Locate each line of the material below that contains the word "traffic", and copy those lines out. Case counts.

+ + +

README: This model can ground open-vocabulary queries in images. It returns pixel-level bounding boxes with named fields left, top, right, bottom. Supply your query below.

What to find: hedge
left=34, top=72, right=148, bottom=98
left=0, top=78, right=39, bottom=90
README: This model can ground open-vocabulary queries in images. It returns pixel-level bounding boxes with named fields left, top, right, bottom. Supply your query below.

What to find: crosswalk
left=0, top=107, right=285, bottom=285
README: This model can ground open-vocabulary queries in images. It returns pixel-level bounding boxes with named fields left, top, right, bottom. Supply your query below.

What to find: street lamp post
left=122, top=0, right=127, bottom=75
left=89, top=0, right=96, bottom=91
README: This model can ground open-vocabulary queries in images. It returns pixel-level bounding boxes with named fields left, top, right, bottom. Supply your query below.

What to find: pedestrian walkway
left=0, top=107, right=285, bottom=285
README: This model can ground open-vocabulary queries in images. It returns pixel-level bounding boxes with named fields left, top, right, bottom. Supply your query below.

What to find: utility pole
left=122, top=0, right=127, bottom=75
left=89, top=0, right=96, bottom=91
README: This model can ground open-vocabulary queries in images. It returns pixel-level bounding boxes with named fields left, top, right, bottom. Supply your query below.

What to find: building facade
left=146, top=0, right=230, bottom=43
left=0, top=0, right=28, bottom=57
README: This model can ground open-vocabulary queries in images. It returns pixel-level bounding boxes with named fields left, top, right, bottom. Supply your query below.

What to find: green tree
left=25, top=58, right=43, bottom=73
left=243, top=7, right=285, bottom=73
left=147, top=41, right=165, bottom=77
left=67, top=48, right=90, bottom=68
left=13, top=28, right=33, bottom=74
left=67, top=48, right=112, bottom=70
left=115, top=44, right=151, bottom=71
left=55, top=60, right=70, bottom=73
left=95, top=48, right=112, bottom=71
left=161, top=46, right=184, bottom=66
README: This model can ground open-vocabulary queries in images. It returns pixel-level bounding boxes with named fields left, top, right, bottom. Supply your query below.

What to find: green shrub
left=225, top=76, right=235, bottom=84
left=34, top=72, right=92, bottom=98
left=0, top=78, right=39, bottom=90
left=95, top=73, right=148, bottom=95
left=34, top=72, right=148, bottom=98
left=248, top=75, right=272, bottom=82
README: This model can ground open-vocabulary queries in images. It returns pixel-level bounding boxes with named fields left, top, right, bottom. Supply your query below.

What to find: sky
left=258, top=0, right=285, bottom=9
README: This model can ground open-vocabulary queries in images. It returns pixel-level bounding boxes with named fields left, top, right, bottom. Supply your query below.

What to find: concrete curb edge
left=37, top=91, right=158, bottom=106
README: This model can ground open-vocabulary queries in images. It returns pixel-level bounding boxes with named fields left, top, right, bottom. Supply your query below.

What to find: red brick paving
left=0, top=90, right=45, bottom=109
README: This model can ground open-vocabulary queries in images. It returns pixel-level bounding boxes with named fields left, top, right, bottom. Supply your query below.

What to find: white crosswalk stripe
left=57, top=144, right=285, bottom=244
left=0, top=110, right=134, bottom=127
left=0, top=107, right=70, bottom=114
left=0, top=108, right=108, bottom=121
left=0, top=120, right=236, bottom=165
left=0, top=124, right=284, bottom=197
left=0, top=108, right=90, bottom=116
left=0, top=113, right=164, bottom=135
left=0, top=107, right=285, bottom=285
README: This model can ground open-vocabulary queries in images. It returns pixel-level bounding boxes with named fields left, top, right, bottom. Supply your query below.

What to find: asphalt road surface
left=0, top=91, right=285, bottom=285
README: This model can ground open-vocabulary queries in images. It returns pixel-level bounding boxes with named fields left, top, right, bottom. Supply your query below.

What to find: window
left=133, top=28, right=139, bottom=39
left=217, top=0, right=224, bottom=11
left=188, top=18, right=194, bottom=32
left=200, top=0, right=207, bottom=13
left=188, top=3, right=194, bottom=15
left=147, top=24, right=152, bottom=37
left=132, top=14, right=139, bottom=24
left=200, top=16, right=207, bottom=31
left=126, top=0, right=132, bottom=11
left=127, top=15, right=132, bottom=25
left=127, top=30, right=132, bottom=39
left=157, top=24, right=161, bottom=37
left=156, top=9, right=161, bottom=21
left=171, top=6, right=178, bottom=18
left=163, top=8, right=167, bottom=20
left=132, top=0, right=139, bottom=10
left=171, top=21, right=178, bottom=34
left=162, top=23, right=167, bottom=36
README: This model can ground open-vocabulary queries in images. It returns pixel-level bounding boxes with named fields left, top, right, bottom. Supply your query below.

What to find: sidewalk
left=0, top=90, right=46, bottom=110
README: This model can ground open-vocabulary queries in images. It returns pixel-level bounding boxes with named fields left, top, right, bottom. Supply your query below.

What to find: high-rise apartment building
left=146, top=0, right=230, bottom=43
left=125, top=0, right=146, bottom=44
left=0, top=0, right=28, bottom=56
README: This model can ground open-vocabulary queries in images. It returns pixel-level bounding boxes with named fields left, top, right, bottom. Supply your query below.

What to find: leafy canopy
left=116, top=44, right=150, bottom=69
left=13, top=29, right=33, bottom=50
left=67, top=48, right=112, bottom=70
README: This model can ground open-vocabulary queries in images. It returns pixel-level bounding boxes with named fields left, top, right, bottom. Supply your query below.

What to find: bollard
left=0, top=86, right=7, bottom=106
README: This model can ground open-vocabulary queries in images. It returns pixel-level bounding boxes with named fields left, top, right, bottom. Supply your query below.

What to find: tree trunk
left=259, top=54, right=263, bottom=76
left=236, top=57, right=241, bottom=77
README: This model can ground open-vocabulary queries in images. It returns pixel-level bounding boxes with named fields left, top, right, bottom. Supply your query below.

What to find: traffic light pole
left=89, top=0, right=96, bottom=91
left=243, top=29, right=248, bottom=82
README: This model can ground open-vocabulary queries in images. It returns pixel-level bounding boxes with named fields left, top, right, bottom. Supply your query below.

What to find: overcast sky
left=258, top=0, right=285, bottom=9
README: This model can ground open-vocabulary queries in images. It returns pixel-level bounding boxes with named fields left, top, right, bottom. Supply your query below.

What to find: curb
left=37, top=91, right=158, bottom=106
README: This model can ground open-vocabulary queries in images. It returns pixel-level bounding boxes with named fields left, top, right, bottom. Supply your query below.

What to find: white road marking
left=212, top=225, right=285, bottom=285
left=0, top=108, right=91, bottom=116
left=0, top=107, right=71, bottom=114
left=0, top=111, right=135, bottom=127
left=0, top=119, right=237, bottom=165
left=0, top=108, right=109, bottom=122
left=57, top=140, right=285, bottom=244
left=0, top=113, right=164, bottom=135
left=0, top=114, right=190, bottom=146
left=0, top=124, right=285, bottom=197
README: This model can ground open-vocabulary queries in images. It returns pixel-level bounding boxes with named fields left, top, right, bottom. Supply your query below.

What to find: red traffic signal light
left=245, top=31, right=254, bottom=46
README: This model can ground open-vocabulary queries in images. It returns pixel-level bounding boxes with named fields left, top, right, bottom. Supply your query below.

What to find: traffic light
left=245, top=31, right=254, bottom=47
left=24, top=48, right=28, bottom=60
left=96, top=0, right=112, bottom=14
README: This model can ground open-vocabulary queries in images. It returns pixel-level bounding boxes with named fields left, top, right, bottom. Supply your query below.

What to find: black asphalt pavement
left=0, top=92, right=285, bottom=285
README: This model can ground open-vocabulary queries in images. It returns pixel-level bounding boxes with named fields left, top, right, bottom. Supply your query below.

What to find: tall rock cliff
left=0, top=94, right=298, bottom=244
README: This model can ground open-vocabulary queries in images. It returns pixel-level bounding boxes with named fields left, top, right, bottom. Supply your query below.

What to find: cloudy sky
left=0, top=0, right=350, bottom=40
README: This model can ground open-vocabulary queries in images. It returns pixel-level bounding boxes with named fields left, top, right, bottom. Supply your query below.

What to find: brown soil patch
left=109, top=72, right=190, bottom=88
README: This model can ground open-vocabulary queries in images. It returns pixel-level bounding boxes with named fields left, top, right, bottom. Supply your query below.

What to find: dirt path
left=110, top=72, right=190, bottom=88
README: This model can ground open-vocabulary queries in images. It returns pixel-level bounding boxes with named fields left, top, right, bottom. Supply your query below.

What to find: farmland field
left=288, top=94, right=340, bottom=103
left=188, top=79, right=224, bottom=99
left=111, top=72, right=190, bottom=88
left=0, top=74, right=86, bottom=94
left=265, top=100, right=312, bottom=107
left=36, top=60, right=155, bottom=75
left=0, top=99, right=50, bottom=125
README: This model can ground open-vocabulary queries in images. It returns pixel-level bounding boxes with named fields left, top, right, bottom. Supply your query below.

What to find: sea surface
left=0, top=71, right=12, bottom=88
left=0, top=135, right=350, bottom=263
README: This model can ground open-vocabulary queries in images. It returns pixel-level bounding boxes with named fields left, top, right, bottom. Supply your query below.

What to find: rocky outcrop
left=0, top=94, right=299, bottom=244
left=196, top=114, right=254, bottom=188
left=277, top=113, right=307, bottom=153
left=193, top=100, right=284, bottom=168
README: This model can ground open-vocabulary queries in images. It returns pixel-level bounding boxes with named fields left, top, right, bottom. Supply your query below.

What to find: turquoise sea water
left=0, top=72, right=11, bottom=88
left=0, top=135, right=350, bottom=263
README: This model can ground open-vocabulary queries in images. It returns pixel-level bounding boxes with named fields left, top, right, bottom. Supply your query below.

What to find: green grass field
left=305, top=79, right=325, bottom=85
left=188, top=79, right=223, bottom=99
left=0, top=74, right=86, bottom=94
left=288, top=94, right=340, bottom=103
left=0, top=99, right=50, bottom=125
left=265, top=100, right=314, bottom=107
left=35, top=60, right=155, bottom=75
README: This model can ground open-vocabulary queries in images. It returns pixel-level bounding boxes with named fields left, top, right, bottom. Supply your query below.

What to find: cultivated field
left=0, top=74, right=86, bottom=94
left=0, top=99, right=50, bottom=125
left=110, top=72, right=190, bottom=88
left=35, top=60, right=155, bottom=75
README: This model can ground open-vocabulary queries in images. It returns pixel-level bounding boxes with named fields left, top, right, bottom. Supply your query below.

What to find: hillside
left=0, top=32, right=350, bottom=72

+ + +

Full solution ▸
What to find: traffic light pole
What to find: red traffic signal light
What to find: traffic light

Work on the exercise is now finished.